* start Records provided *

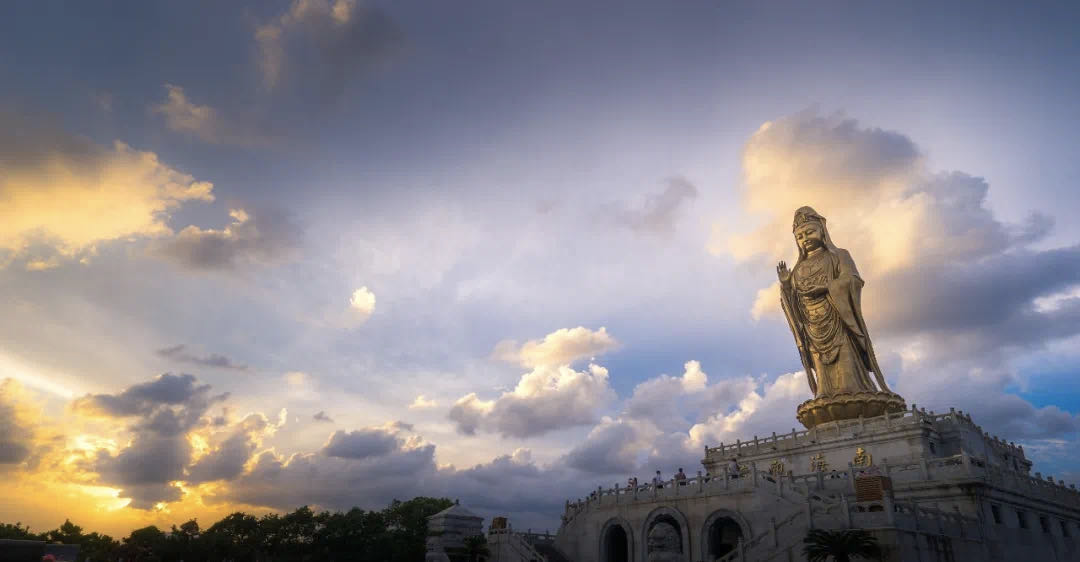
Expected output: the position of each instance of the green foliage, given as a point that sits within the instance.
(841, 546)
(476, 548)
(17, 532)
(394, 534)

* end Records provided *
* start Records provided *

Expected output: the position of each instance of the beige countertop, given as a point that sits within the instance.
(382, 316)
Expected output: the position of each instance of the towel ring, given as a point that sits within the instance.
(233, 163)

* end Records provided *
* start Records provided *

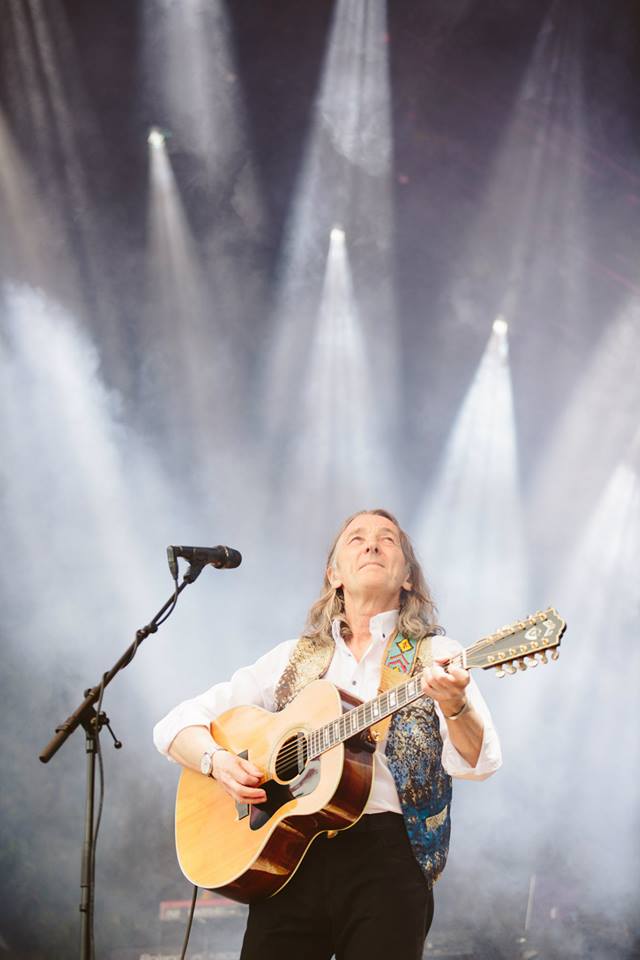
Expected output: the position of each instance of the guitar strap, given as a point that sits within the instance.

* end Records provided *

**Task statement**
Return every line of the material that contains the word "instance", treating uppercase and lowercase as different.

**The output**
Expected output: the position of each instance of the green foliage, given as a point that sits within the instance.
Expected output: the position of each instance of the beige countertop, given as a point that sits within the instance.
Expected output: the position of each instance of the towel ring, given as a point that sits within the instance.
Expected output: the position of each instance of the guitar strap, given as a point that sits within the instance.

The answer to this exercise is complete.